### DIRECTIVE
Copy out the records from the line with "Point to the white baking" through the end, keeping every line. Raise each coordinate in the answers by 38.

* start EXERCISE INPUTS *

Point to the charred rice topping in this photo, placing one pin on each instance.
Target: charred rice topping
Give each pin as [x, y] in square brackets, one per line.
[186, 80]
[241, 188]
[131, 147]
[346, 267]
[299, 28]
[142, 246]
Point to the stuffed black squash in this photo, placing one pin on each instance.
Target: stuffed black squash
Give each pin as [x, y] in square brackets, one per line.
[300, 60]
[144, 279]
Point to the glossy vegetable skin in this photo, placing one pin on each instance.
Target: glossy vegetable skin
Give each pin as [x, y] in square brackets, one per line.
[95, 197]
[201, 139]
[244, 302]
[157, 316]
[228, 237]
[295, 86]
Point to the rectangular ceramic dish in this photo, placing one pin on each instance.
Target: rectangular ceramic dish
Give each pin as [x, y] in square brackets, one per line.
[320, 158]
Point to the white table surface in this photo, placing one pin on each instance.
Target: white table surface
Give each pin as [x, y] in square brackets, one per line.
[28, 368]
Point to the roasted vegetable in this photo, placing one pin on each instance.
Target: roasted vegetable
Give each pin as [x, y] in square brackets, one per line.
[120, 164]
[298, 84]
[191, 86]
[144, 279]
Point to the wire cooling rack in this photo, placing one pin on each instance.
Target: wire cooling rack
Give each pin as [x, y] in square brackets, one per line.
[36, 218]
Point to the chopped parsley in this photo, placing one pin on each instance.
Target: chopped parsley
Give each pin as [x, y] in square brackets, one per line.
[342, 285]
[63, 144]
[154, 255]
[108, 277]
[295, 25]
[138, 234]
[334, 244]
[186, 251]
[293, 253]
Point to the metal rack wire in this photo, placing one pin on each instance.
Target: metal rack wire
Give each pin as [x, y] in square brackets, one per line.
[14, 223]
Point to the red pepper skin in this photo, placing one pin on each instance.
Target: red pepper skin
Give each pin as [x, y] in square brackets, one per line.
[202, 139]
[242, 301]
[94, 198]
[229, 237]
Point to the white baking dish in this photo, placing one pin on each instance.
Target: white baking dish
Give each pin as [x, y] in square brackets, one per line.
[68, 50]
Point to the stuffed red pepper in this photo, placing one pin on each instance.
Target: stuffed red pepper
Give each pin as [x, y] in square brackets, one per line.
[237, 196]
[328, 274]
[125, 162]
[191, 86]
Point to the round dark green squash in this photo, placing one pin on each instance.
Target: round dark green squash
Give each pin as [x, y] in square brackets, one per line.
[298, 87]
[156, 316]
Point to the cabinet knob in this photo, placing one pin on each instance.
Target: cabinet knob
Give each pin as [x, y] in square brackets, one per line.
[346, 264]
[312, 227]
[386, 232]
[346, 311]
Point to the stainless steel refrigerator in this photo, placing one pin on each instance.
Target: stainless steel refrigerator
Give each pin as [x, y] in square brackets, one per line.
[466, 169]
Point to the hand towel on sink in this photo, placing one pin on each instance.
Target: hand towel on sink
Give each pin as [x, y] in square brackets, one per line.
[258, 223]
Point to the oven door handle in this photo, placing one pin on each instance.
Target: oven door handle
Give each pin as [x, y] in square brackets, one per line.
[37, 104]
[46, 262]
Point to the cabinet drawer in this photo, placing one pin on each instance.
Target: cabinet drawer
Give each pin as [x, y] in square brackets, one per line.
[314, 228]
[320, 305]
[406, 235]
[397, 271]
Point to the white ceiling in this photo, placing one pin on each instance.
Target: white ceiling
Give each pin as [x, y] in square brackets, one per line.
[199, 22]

* end EXERCISE INPUTS *

### CORRECT ANSWER
Point to the white baking dish in this photo, placing one pin on each instance.
Target: white baking dish
Give each pin as [x, y] in square brackets, one per line.
[106, 88]
Point to the stuffed red pepper in this photo, placing one pin on each instance.
Target: stuffed red pepper
Give each pin as [x, y] in square brackets, one per line.
[275, 234]
[366, 312]
[163, 200]
[229, 124]
Point to the round dark green squash in this photo, placing one pin on each instance.
Target: round dark green squash
Give each pin as [x, y] in square brackets, one per line.
[336, 125]
[194, 354]
Point to the cabinet knob in this photo, placing one pin on each instance.
Target: cabinet knob
Give each pin as [x, y] in square brackets, one per line.
[384, 302]
[350, 265]
[424, 270]
[384, 349]
Point to the stainless steel refrigerator in this photo, placing one pin on each instance.
Target: stainless steel refrigerator
Give each pin as [x, y] in square brackets, one per line.
[504, 207]
Point to the hand towel on sink in this photo, placing one pin on each instance.
Target: hand towel on sink
Give each pin as [x, y] in square brackets, one per line.
[296, 261]
Point to the oven door handle in this photo, placing one pin on each instance.
Target: oven door handle
Give each pin as [x, y] in square brackets, one per line.
[75, 142]
[84, 300]
Point to the cabinet drawer in this photo, placing one pin on each instance.
Target: cabinet drawer
Give each pin as [x, y] in square brackets, one per line.
[352, 266]
[358, 343]
[444, 273]
[435, 309]
Point to the white ceiling in this photo, placing one pin on each instance.
Target: white ceiling
Give each pin as [x, y] in square brackets, one per line.
[237, 60]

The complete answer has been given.